◆ **Required work**:
Please find every line of the listing that contains the word "slate" and copy each one out.

◆ **Record set**:
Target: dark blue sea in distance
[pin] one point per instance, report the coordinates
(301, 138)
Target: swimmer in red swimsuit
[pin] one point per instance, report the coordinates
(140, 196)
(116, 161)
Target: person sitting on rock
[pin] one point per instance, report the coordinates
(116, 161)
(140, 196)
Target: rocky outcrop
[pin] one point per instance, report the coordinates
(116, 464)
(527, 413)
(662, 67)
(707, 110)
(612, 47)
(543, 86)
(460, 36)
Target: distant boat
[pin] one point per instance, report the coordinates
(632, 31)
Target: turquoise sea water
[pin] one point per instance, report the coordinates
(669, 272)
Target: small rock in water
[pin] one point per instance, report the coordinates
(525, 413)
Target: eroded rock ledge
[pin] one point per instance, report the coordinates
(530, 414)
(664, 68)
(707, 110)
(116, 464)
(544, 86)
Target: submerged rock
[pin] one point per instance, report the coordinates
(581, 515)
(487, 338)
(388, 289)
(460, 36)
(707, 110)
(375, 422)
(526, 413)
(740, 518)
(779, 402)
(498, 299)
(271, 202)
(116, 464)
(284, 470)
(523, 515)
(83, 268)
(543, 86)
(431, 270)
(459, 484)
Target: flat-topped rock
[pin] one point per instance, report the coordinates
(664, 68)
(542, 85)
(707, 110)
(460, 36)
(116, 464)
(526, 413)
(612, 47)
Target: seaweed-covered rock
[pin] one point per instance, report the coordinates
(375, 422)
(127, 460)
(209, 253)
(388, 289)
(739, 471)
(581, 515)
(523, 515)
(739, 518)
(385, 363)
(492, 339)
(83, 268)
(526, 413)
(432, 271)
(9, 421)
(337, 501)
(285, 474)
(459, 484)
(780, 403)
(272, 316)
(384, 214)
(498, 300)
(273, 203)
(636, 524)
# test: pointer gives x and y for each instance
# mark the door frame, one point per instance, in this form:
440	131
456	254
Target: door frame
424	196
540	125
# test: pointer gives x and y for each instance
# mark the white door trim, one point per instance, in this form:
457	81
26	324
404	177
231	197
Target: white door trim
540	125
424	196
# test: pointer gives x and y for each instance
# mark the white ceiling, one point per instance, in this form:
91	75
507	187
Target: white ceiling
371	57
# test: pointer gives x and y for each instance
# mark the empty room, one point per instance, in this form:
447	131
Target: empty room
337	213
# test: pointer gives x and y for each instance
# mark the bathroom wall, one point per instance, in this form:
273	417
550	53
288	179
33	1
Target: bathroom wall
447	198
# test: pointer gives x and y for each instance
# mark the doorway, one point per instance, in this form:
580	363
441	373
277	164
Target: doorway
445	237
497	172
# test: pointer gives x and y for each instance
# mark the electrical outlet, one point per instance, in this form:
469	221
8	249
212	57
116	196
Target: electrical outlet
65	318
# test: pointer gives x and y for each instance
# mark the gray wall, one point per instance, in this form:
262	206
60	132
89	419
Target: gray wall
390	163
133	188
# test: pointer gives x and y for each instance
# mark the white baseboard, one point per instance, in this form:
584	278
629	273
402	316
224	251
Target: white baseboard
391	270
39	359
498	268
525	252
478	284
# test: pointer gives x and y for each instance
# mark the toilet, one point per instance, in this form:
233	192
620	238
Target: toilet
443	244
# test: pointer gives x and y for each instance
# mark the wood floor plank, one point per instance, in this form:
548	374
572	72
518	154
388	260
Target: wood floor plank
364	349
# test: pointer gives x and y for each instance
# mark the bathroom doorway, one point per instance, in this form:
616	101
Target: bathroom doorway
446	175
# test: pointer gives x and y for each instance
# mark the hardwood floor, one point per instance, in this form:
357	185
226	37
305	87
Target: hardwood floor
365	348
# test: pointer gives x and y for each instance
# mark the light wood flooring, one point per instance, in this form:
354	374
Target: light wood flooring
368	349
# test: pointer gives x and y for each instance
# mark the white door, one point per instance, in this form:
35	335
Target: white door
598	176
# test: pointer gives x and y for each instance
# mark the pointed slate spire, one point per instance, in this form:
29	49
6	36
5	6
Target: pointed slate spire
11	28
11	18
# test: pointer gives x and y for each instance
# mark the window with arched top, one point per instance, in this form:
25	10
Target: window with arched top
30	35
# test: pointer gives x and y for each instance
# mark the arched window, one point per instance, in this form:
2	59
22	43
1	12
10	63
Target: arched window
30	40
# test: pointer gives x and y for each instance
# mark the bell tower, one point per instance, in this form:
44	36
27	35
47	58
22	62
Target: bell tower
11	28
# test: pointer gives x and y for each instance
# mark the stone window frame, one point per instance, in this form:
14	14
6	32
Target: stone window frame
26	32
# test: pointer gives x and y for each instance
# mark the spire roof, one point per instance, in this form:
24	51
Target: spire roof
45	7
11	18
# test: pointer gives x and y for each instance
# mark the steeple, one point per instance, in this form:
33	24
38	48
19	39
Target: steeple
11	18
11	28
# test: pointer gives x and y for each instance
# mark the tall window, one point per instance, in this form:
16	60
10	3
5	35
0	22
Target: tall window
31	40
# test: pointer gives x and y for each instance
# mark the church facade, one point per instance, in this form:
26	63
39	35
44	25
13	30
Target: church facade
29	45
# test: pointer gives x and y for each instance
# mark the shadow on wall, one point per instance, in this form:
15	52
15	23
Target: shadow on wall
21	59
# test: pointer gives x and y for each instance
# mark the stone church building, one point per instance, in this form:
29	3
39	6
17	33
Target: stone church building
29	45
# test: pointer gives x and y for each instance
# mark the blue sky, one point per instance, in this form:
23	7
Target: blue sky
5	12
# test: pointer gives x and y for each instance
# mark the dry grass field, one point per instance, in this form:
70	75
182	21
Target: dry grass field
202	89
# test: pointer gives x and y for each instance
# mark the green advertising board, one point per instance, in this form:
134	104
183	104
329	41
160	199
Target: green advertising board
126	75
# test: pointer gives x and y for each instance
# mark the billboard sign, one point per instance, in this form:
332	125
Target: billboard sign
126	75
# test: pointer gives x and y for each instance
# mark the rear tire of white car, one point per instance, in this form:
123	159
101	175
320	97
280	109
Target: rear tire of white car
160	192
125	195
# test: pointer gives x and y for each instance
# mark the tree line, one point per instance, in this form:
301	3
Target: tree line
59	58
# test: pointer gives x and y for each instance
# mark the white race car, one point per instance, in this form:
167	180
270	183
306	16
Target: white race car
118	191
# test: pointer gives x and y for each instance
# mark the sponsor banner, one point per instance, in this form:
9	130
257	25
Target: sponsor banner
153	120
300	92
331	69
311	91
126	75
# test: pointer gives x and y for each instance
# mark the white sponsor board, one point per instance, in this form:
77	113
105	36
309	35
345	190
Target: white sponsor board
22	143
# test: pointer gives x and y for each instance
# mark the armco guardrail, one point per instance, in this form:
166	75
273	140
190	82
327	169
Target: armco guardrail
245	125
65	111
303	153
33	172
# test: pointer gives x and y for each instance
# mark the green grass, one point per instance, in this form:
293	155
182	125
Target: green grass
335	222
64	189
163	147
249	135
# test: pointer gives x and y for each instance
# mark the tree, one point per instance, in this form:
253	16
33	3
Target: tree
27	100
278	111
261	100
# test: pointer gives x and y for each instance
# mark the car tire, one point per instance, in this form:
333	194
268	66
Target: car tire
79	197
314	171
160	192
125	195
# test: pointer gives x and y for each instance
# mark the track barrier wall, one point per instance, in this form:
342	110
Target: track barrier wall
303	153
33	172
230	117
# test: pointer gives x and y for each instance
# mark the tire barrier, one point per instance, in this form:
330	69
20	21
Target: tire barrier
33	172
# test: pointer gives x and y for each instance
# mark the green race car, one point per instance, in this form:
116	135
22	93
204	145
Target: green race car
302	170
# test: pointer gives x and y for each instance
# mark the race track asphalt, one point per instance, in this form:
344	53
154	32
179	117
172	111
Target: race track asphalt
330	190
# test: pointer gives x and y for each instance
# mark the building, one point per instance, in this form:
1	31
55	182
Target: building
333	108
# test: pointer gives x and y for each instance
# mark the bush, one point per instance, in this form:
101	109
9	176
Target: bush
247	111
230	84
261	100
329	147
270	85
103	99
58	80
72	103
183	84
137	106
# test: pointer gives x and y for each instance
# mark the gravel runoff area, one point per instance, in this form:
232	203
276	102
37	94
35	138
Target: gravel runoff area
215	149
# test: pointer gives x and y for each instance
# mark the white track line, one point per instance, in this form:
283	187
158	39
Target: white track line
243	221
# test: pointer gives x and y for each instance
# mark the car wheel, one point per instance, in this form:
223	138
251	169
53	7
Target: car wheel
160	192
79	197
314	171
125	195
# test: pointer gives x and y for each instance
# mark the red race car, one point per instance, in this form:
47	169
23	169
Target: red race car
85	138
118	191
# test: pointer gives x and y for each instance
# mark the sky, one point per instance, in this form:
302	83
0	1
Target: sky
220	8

◆ **Expected answer**:
# mark the pointed slate spire, one point per instance, in this form:
Target: pointed slate spire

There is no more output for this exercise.